* _DATA PROVIDED_
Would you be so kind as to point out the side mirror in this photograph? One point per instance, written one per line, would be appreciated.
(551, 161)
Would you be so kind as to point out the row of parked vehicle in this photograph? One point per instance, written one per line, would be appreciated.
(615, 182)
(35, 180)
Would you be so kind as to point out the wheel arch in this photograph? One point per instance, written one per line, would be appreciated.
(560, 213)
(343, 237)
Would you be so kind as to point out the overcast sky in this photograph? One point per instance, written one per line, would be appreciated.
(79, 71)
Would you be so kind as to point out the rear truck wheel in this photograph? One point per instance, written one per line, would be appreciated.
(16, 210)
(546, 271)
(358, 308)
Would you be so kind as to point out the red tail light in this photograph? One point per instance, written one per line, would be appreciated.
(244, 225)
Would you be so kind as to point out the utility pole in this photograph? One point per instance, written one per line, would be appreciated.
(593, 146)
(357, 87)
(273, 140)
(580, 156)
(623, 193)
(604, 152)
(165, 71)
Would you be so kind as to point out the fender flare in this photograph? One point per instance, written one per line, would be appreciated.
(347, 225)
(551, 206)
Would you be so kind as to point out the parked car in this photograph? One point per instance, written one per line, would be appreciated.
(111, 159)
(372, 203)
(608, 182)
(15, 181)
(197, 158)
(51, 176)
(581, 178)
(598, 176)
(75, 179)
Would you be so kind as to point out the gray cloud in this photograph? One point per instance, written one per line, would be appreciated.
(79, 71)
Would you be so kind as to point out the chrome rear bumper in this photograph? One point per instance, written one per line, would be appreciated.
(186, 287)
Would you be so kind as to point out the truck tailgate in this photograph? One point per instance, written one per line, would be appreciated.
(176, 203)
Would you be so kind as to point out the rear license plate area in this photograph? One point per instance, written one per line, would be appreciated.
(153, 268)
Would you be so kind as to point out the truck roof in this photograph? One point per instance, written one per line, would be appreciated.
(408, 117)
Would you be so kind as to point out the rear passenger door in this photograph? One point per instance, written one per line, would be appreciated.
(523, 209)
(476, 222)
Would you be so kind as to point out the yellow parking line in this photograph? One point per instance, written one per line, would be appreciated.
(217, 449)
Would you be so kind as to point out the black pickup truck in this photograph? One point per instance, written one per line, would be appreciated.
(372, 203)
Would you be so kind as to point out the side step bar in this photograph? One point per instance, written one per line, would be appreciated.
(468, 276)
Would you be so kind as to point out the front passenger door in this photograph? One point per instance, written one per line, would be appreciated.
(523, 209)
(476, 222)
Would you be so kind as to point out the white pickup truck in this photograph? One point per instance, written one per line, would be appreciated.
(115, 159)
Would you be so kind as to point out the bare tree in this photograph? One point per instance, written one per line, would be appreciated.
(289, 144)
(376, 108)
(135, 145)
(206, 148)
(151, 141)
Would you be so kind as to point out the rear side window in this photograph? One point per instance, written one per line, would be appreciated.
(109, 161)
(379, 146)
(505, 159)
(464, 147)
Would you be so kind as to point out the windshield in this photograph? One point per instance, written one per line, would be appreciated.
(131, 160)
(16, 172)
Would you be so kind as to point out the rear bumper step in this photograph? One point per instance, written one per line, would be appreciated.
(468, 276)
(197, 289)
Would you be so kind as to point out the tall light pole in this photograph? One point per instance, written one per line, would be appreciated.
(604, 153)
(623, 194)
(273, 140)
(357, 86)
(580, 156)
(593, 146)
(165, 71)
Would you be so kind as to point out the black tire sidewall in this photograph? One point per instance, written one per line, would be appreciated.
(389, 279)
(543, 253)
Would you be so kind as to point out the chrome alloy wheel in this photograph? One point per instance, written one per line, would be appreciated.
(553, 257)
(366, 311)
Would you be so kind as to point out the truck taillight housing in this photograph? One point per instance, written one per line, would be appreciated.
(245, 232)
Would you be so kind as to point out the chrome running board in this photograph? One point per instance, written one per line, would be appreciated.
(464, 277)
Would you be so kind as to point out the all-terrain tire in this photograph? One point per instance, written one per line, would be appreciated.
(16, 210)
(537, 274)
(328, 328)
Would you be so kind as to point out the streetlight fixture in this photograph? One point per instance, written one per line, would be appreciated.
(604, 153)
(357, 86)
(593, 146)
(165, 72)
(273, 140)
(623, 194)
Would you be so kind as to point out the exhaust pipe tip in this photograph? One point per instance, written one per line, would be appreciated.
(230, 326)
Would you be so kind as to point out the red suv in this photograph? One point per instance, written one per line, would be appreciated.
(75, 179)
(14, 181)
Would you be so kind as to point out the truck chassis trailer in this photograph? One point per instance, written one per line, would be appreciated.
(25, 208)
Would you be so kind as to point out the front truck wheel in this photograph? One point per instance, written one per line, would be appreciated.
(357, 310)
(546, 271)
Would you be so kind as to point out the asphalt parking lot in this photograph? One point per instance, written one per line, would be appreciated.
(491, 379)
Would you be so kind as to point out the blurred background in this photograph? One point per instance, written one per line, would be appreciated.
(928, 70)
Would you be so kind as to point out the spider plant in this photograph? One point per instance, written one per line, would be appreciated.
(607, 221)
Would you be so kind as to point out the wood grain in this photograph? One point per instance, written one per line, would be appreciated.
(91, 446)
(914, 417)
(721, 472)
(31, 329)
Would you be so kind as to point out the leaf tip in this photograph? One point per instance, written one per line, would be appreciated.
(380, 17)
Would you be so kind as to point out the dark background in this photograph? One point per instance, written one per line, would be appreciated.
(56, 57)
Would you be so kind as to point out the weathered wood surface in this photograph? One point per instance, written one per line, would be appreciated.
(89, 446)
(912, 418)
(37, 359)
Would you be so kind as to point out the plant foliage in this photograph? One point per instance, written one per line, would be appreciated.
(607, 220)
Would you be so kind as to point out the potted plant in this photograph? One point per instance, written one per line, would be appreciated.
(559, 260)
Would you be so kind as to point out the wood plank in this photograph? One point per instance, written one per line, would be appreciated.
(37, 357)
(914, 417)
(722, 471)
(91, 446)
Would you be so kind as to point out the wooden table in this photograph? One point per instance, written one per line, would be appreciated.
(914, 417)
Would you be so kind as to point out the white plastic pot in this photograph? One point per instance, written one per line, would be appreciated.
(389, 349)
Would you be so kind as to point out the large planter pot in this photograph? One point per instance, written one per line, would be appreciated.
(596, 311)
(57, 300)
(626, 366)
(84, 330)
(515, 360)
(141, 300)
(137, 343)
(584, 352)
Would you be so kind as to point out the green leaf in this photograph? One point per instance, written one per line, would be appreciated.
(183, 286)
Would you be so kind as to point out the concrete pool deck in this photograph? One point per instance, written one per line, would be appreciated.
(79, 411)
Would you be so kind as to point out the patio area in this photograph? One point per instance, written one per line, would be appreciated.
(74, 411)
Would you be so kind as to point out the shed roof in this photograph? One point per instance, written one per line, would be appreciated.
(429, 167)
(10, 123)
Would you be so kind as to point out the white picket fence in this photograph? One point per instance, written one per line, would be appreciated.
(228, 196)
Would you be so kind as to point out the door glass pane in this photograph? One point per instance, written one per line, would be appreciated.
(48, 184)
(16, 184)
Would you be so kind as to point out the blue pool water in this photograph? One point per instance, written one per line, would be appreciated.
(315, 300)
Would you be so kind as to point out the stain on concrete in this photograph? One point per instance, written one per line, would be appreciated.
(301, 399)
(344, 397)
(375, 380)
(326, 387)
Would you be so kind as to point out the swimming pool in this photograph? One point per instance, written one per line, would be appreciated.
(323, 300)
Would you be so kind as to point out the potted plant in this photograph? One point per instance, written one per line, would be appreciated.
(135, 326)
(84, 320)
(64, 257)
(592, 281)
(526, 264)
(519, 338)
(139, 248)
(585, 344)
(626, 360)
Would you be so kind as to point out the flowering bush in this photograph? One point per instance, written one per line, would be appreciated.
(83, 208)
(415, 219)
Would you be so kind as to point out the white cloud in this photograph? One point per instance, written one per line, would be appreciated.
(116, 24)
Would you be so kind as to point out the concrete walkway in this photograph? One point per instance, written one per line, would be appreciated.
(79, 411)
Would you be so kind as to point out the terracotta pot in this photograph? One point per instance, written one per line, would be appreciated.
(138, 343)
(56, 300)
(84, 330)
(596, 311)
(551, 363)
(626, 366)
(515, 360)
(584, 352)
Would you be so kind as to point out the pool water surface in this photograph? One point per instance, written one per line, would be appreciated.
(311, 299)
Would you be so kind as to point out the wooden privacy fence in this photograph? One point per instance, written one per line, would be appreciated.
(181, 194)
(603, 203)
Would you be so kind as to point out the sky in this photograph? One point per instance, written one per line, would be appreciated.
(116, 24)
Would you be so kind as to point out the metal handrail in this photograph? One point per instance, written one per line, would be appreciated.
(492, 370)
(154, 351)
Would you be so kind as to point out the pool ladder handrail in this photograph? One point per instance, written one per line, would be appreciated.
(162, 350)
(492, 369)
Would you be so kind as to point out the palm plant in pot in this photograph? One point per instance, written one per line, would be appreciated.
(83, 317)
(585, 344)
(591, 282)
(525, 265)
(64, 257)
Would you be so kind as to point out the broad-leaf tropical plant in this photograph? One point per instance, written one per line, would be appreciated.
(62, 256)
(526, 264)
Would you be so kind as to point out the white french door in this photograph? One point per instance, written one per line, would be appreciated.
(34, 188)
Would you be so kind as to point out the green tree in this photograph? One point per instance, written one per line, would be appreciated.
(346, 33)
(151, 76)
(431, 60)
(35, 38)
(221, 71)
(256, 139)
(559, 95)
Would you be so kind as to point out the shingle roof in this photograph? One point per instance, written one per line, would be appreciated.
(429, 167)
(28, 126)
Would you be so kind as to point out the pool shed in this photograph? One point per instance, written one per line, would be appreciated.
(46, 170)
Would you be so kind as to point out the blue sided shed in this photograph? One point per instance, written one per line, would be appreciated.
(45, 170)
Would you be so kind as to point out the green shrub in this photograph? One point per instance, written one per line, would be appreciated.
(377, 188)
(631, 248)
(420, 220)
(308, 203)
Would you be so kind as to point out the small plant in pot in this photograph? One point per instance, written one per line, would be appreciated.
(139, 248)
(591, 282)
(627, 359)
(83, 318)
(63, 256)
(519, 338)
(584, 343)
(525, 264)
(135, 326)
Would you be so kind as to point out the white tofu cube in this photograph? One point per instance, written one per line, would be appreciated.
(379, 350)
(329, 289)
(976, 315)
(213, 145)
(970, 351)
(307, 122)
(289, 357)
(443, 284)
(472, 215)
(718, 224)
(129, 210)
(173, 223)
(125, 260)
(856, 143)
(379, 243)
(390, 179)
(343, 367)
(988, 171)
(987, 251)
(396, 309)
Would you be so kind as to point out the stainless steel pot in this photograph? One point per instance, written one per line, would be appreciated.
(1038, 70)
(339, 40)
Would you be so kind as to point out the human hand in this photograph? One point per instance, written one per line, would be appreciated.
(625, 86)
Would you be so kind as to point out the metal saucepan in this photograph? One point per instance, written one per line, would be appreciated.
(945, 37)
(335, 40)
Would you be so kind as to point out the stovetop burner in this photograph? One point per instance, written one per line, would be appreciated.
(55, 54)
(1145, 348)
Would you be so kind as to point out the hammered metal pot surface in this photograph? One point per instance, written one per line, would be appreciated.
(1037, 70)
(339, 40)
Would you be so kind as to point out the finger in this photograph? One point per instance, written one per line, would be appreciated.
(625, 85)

* _AIM_
Your task is to extract the lines running from the one with "Would you be so kind as to point out the shingle" to the end of the material, inclusive, copying each exactly and adding nothing.

* _FULL ANSWER_
Would you be so kind as to point out the shingle roof in this photograph? One point per instance, written one per line, would be appreciated.
(429, 167)
(28, 126)
Would you be so kind as to point out the pool shed in this photograph? One point per instance, written one per line, would be appreciated.
(46, 170)
Would you be so kind as to point out the blue sided shed in this photograph? One point per instance, written one per line, would be appreciated.
(45, 170)
Would you be so kind as to point out the green shrub in this photograph? One point per instance, written one per line, would be appreciated.
(377, 188)
(631, 248)
(420, 220)
(308, 203)
Would you be so kind as to point out the small plant in pot in this photograph? One point per instance, written one per line, would be appreciated.
(139, 248)
(591, 282)
(627, 359)
(83, 318)
(63, 256)
(519, 338)
(584, 343)
(525, 264)
(135, 326)
Would you be so kind as to point out the white tofu cube in this photograph? One point per instance, written one per line, would be appreciated.
(379, 350)
(329, 289)
(976, 315)
(213, 145)
(970, 351)
(307, 122)
(289, 357)
(443, 284)
(472, 215)
(718, 224)
(129, 210)
(173, 223)
(125, 260)
(856, 143)
(379, 243)
(390, 179)
(343, 367)
(988, 171)
(987, 251)
(396, 309)
Would you be so kind as to point out the stainless steel pot in this photograph? One point per instance, written one per line, would be appreciated.
(1038, 70)
(339, 40)
Would you be so kind as to point out the human hand in this photograph? One point per instance, written one per line, would be appreciated.
(625, 86)
Would you be so kind as to point out the metal saucepan in this photograph? One point per instance, written one per line, would be appreciated.
(945, 37)
(335, 40)
Would you be so kind as to point out the stovetop burner in this photograph? One point per instance, written one per line, would be appreciated.
(55, 54)
(1145, 348)
Would you be so kind as to point out the hammered metal pot surface in this photograph? One point per instance, written one per line, would be appreciated.
(1037, 70)
(339, 40)
Would you be so kind as to point out the finger in this photograph? One point per instance, written one per line, would be appreciated.
(625, 85)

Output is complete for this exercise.